* Work required
Count the lines in the entries below that contain the string "needle", treating uppercase and lowercase as different. Reply with the number only.

##### Stored data

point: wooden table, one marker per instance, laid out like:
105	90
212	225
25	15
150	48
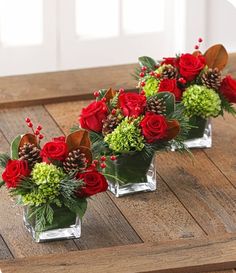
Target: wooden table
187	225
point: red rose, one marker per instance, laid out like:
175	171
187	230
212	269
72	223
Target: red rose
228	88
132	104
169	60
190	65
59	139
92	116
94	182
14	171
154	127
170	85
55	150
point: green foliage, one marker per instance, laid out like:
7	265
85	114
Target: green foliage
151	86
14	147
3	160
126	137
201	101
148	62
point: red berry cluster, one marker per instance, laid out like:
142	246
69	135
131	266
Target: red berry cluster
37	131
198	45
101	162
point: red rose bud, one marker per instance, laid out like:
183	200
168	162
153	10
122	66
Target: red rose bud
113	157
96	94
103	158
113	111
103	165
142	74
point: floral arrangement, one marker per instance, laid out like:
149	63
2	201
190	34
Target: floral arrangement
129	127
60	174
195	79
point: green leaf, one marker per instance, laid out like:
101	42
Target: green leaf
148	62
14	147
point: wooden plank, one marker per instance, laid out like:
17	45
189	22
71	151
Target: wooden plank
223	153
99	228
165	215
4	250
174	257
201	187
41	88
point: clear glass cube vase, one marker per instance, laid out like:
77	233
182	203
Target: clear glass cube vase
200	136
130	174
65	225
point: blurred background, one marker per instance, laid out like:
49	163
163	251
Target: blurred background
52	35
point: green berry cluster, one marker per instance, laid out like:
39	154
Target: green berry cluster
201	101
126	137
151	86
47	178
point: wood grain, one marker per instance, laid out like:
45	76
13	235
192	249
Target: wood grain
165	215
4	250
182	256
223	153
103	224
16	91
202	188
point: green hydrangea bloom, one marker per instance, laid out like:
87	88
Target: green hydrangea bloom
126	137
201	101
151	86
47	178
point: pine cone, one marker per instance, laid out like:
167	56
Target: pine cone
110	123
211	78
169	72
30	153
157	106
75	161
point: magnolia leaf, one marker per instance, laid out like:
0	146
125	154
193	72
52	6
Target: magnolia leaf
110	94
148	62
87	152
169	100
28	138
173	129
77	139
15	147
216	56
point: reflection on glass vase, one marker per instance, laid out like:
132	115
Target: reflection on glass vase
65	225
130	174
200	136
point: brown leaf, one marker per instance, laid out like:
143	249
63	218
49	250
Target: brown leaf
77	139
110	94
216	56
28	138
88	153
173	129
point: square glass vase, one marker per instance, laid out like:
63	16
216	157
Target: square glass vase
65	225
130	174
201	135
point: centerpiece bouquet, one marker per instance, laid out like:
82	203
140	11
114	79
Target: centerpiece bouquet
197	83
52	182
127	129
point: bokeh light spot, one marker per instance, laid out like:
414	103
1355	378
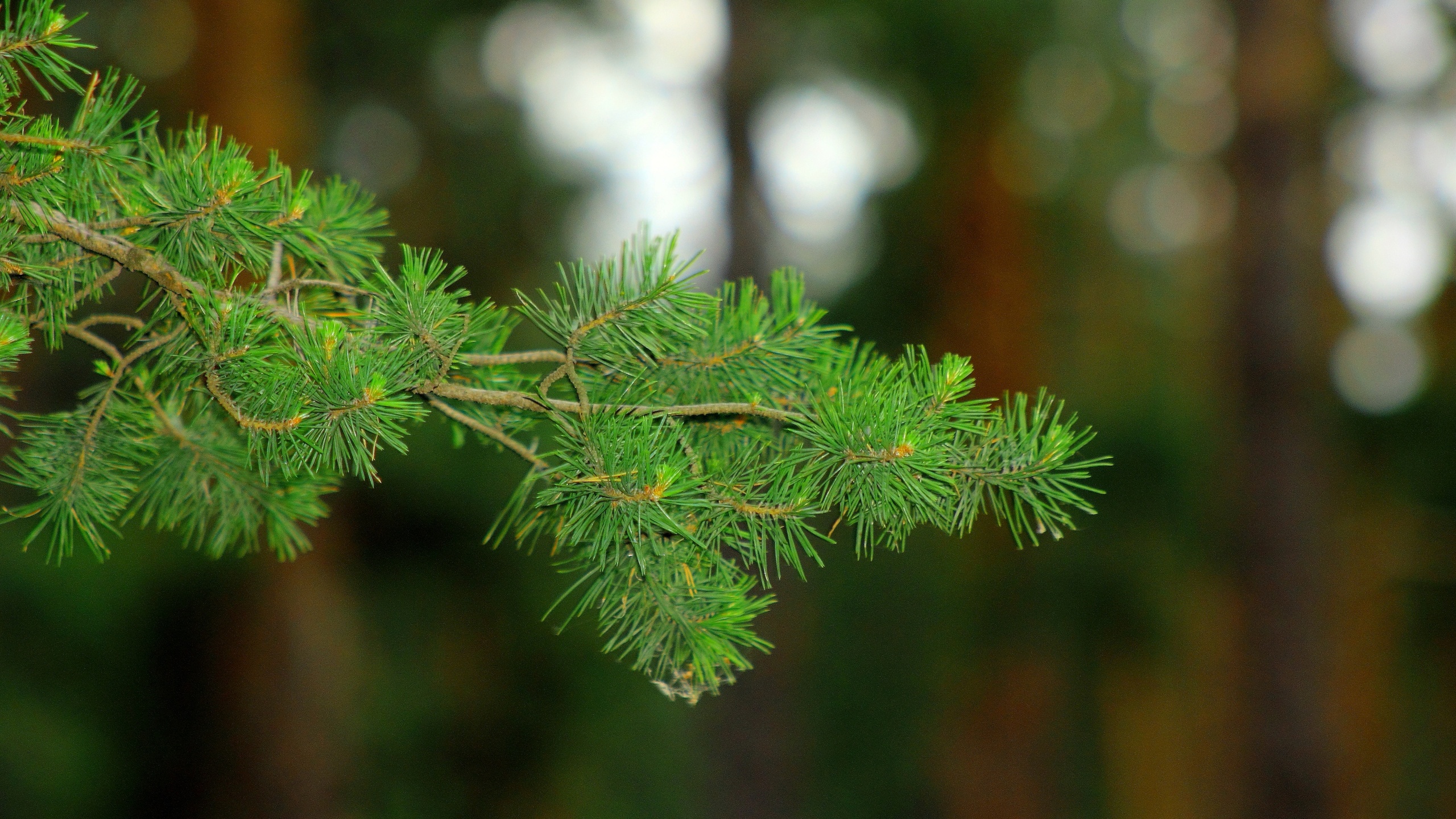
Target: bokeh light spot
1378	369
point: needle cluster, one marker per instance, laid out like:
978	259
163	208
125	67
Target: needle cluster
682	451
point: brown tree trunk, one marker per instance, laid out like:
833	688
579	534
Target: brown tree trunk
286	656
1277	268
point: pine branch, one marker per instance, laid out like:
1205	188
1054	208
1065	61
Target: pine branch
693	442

##########
##### Stored data

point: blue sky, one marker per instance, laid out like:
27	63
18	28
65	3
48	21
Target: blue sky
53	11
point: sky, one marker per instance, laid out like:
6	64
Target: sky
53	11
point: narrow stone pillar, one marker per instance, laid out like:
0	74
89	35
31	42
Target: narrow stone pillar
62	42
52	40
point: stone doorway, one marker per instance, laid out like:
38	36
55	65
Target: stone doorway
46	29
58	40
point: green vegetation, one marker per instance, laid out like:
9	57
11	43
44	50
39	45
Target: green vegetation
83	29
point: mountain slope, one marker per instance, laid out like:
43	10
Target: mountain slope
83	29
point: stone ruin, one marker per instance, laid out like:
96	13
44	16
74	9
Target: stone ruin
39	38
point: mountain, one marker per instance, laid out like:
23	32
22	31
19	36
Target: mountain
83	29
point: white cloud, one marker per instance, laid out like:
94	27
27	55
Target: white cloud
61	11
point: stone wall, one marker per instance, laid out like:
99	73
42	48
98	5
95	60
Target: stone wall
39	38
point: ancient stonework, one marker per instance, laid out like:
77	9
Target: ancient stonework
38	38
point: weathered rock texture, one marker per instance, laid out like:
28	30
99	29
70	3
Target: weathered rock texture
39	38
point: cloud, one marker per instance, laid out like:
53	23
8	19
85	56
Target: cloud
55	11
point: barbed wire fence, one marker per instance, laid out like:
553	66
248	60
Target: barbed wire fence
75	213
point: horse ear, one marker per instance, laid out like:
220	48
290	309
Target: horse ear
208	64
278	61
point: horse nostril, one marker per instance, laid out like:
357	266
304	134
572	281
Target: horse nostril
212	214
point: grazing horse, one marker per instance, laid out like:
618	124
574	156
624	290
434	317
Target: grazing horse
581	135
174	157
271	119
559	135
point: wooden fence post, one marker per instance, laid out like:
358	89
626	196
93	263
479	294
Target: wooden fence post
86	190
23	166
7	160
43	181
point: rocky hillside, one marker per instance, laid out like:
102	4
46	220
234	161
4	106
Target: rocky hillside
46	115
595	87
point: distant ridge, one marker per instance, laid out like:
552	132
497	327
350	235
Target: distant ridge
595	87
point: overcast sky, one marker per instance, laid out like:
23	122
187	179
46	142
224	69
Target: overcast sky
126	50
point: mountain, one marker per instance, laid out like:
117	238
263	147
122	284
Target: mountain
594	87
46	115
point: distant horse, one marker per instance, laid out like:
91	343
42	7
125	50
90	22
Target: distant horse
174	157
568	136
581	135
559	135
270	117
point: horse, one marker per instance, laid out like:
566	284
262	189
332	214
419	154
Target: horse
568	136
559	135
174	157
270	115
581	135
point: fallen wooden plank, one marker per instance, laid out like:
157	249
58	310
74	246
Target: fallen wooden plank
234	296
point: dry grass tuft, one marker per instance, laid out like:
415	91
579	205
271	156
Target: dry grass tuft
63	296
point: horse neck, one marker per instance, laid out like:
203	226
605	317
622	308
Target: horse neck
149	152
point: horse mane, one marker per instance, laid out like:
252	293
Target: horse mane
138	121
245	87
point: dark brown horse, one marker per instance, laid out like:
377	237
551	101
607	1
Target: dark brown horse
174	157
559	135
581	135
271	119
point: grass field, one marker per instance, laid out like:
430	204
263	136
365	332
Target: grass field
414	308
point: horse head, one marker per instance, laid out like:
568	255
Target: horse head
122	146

##########
##### Stored data

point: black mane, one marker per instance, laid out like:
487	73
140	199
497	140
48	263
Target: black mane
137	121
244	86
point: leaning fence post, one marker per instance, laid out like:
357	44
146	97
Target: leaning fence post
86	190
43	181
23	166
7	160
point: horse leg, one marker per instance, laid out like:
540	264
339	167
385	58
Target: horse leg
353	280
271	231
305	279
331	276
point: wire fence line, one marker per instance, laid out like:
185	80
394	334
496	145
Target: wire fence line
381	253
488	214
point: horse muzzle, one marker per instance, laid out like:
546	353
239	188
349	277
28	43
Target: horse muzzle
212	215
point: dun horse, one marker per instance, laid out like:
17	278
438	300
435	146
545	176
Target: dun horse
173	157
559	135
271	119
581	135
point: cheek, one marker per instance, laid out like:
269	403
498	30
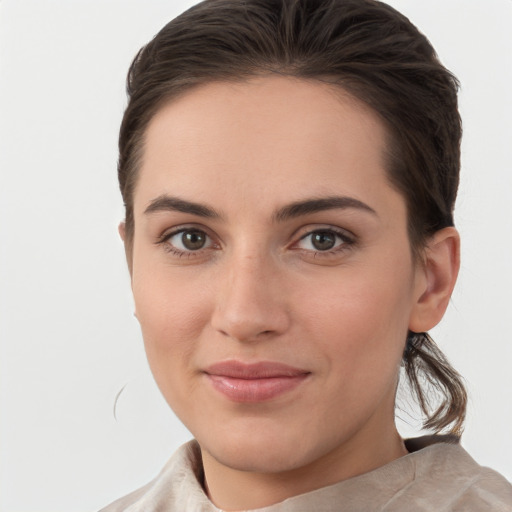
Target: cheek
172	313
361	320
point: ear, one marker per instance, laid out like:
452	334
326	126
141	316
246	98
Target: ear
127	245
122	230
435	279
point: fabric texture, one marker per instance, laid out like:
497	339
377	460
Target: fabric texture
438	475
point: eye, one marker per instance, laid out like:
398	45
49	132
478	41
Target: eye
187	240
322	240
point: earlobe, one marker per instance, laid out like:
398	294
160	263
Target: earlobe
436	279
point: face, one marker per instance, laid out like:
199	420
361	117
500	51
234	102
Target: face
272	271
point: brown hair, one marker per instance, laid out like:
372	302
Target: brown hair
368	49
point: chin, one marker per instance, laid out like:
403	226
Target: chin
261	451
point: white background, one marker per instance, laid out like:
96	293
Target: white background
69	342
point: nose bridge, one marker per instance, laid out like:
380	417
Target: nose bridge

##########

* In response
2